Exercise:
Every line of the data that contains the string "white" must be copied.

(Natural-language object grounding data)
--*--

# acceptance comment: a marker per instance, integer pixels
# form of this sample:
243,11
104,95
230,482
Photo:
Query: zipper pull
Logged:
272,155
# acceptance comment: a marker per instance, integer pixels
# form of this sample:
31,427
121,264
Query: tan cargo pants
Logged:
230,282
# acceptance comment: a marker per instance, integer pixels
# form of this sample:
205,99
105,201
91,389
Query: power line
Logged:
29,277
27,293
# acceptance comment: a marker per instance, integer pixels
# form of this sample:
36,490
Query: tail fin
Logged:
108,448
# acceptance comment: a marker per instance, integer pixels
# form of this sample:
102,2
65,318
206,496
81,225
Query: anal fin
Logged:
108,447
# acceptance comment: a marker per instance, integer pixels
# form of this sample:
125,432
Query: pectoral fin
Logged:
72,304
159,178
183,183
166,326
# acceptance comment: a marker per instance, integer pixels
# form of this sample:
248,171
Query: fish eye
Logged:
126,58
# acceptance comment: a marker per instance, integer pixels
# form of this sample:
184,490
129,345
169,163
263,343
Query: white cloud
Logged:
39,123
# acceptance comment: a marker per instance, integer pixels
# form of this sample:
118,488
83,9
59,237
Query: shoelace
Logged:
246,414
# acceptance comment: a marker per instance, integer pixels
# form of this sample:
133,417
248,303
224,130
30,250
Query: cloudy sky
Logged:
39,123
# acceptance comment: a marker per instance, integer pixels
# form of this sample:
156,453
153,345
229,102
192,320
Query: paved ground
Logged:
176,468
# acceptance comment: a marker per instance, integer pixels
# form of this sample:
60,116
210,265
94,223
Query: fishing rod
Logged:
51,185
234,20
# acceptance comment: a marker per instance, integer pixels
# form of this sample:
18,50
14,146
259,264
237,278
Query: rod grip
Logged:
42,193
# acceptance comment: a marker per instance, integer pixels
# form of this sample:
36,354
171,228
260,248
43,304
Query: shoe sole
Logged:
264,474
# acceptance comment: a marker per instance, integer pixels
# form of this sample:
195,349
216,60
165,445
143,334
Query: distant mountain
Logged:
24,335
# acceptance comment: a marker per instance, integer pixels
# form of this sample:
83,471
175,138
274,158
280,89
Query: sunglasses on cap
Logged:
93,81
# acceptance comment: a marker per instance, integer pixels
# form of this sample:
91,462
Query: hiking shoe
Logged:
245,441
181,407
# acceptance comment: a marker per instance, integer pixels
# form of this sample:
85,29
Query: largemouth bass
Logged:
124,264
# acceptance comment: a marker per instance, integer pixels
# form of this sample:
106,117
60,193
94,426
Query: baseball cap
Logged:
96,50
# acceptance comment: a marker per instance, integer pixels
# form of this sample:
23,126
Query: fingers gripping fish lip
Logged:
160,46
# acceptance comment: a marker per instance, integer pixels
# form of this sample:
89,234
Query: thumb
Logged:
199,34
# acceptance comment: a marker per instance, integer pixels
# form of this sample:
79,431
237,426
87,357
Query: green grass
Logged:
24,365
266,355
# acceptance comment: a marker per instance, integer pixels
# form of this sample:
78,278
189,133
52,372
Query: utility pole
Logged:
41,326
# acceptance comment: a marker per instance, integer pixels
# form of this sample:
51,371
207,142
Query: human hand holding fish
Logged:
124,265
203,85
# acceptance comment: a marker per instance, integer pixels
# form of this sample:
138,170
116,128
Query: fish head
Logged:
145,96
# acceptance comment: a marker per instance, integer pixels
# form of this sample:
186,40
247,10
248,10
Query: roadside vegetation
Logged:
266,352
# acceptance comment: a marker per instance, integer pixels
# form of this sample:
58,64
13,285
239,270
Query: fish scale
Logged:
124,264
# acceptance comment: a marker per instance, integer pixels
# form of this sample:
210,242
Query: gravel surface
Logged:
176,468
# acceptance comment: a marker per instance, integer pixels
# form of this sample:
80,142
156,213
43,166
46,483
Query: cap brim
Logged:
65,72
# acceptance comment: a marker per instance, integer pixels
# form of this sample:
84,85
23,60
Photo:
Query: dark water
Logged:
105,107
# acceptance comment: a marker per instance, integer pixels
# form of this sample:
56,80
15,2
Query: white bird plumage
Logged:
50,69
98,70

--*--

Result:
Query: white cloud
Query: white bird plumage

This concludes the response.